Texte à lire:
-- -- --

Affaire Alexandra Lange

Alexandra LANGE a été acquittée, le 23 mars 2012 par la Cour d’Assises de Douai.

Il a été tenu compte non seulement de son état de femme battue depuis de longues années, mais aussi du fait que son geste n’a été ni un choix délibéré, ni prémédité, mais protecteur.

En conséquence, la légitime défense a été retenue en vertu de l’article 122-5 du Code pénal qui dispose :

  • « n’est pas pénalement responsable la personne qui devant une atteinte injustifiée envers elle-même ou autrui ;
  • accomplit dans le même temps un acte commandé par la nécessité de la légitime défense d’elle-même ou autrui ;
  • sauf s’il y a disproportion entre les moyens de défense employés et la gravité de l’atteinte ».

Si la légitime défense n’avait pas été retenue, Alexandra LANGE aurait pu être condamnée à la réclusion à perpétuité.

Il en va différemment au Canada, où dans un contexte de violences conjugales, le syndrome de la femme battue pourrait-être mis en avant même si les critères de légitime défense ne peuvent être retenus.

Le syndrome de la femme battue (SFB)

Ce syndrome se définit par un ensemble de signes cliniques privant la personne qui en est atteinte de la possibilité de trouver une solution raisonnable pour se sauver de la situation de terreur et de danger vital dans laquelle elle se trouve.

Le syndrome de la femme battue (SFB) a été mis en lumière il y a plus de 20 ans au Canada.

Ce syndrome peut se délimiter à des signes cliniques manifestant un état post-traumatique suite à des violences subies sur une longue période.

La personne souffrant de ce syndrome se sent totalement piégée dans le cercle infernal de la violence et développe une peur légitime et constante d’être tuée.

L’affaire Lavallée est une illustration de ce syndrome

Les faits : Angélique Lyn Lavallée a été pendant 3 ou 4 ans la conjointe de fait de Kevin (Rooster) Rust. Leur relation souvent ponctuée de disputes et d’actes de violences et leurs différends pouvaient durer 2 ou 3 jours et parfois même plusieurs semaines. Elle a souvent fait l’objet d’agressions physiques de la part de son conjoint. Entre 1983 et 1986 elle a dû se rendre plusieurs fois à l’hôpital à cause des blessures dont de graves contusions, ecchymoses multiples, fracture au nez et œil au beurre noir.

-- -- --

Données:
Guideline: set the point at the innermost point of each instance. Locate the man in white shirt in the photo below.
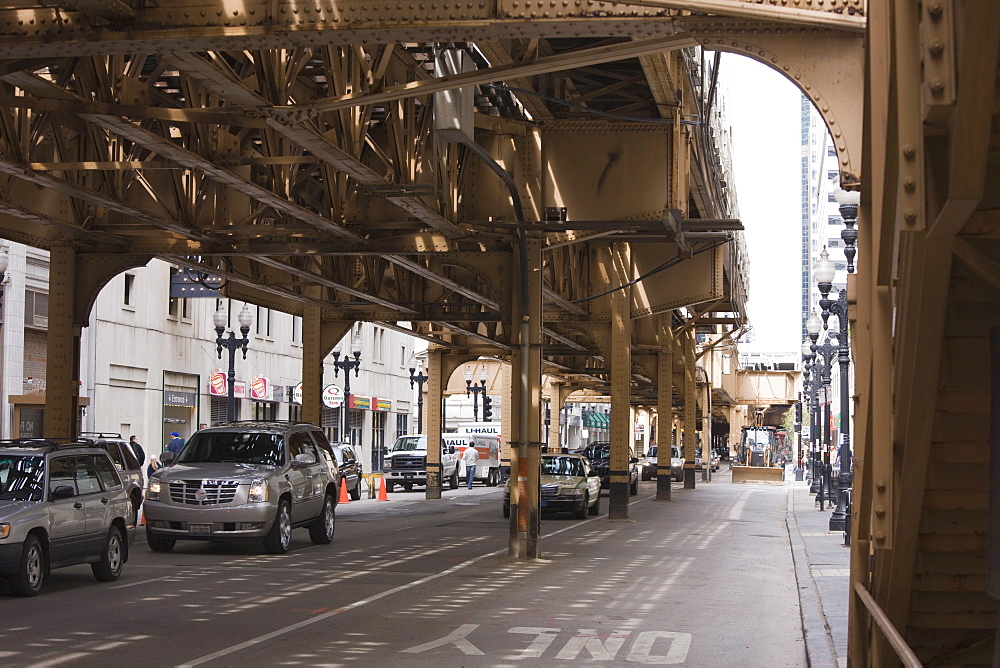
(471, 459)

-- -- --

Défi: Poursuivez le texte sur l'affaire Alexandra Lange et le syndrome de la femme battue en reprenant juste après sa dernière phrase.

Résultat de l'exercice:
Un ami a vu Mr Rust la battre et a vu à 2 reprises Mme Lavallée pointer une arme à feu sur son conjoint le menaçant de l’abattre s’il la retouchait.

D’autres témoins ont également vu ses blessures.

Dans la soirée du 30 août 1986 le couple a donné une réception, devenue plutôt bruyante. A un moment donné, Mr Rust poursuivait Mme Lavallée à l’extérieur de la maison. Plus tard on entendit les bruits de « quelqu’un qui battait quelqu’un d’autre » puis 1 et un 2ème coup de feu et les cris d’une femme. Mme Lavallée avait effectivement tiré 2 coups de feu en direction de son conjoint avec une carabine, la première l’a raté mais la seconde l’a atteint derrière la tête, le tuant au moment où il allait sortir de la pièce.

Un agent de police et un médecin ont par la suite observé des marques et des blessures sur le corps de Mme L ce qui confirme sa déclaration selon laquelle elle avait dû se défendre.

Pendant le procès pour meurtre au second degré de Mme L, un psychiatre spécialisé dans le traitement des femmes battues a déclaré que la terreur que Mr R exerçait sur Mme L l’avait plongée dans un sentiment de vulnérabilité et qu’elle se sentait dévalorisée et piégée dans une relation dont, malgré la violence, elle ne réussissait pas à sortir. Il a également déclaré que la violence permanente dont faisait l’objet constituait une menace pour sa vie et qu’elle avait utilisé une arme à feu en désespoir de cause, estimant que Mr R avait l’intention de la tuer.

Cette femme a été acquittée, car il a été estimé que l’acte de légitime défense était caractérisé, car elle croyait raisonnablement qu’il n’y avait pas d’autre solution que d’enlever la vie à son agresseur pour survivre.

Ainsi, il y a déjà 20 ans le Canada a tenu compte dans l’appréciation de la réaction d’une femme face à une agression, de la réalité quotidienne de ces femmes, de leur situation, de leur psychisme qui peut être très différente de ceux des hommes, notamment dans les situations de violences conjugales.

La présomption de légitime défense reconnue au Canada est au cœur du débat.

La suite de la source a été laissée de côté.